- Exercise prompt -
Down to the last line, repeat the data below exactly.

*** Records for processing Section Begins ***

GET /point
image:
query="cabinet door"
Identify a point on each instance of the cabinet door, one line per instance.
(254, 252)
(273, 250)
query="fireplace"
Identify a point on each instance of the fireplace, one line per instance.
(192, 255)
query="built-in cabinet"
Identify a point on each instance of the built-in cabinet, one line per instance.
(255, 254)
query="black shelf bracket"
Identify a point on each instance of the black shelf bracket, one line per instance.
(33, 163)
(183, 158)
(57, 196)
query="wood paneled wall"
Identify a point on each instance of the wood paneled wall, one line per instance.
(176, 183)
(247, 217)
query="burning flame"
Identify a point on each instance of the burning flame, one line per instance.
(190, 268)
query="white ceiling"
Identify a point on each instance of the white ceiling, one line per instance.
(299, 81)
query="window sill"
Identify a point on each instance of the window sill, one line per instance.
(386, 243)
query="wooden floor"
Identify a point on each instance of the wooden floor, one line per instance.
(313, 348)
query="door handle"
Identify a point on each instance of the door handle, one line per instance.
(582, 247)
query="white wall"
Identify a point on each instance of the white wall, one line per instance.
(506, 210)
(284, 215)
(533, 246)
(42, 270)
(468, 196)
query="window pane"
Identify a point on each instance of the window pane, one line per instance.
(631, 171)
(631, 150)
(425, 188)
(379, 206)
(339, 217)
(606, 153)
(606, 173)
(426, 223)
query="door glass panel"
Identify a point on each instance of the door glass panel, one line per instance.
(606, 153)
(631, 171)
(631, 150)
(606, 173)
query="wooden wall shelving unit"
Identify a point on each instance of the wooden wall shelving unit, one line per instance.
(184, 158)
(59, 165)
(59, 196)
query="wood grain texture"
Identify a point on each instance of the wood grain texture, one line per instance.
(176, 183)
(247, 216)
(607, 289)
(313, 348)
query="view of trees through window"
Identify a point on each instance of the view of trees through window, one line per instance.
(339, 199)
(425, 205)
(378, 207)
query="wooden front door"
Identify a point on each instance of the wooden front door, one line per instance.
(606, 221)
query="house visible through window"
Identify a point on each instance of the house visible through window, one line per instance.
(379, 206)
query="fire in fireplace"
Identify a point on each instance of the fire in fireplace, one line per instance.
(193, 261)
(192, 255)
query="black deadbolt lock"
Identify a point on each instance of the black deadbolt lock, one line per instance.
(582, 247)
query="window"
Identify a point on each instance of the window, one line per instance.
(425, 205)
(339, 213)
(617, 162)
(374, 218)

*** Records for processing Section Ends ***

- Exercise result -
GET /point
image:
query="cabinet door"
Identify a point on each instance of the cabinet door, one line per instance.
(254, 252)
(273, 250)
query="fireplace"
Identify a point on each instance of the fireplace, one line per instance.
(192, 255)
query="built-in cabinet"
Identify a point on each instance of the built-in cabinet, one line per instance.
(255, 254)
query="black shelf bracket"
Identify a point on each instance of the black shelf bracket, one line per instance.
(33, 163)
(183, 158)
(57, 196)
query="wood paneled wall"
Identify a point on each instance of the wood paneled wall, one line per instance.
(176, 183)
(247, 217)
query="burning flame"
Identify a point on each instance of the burning flame, one line per instance.
(190, 268)
query="white ceiling"
Identify a point on each instance of the white ceiling, one line per instance.
(299, 81)
query="window sill"
Identify a point on each instance of the window sill, one line per instance.
(386, 243)
query="wooden floor"
Identify a point on each instance of the wooden floor, one line per instance.
(313, 348)
query="door handle"
Identify a point on each instance of the door handle, one line per instance.
(582, 247)
query="white wall"
Identify a point on each instance of the white wall, one line per instance.
(506, 210)
(284, 215)
(533, 246)
(42, 270)
(468, 196)
query="window pane"
Identify a point on each instance of the window pane, one line per instance.
(631, 171)
(631, 150)
(425, 188)
(379, 206)
(339, 217)
(606, 153)
(606, 173)
(426, 223)
query="door glass panel"
Identify a point on each instance of the door glass panel, one line per instance.
(606, 153)
(631, 171)
(631, 150)
(606, 173)
query="wooden wall shelving unit"
Identify a point on each instance of the wooden wall shelving unit, one line per instance.
(184, 158)
(59, 165)
(59, 196)
query="wood grain texture"
Identify a point on each instance of the wood grain texture, one line per instance.
(176, 183)
(247, 216)
(607, 289)
(313, 348)
query="view of trees through window"
Identify a point on each instance of the view of trees through window, one line per instance.
(339, 199)
(425, 205)
(378, 207)
query="wooden front door"
Identify a point on each instance of the wooden front door, one line per instance.
(606, 221)
query="house visible through window"
Identify a point on each instance of the house visible through window, one line per instance.
(379, 206)
query="fire in fireplace"
Identify a point on each instance of the fire in fireplace, one line per instance.
(193, 261)
(192, 255)
query="black deadbolt lock"
Identify a point on each instance of the black deadbolt lock, one line per instance.
(582, 247)
query="window"
Identify a point on each instance of the window, one line per instance.
(425, 205)
(339, 213)
(617, 162)
(374, 218)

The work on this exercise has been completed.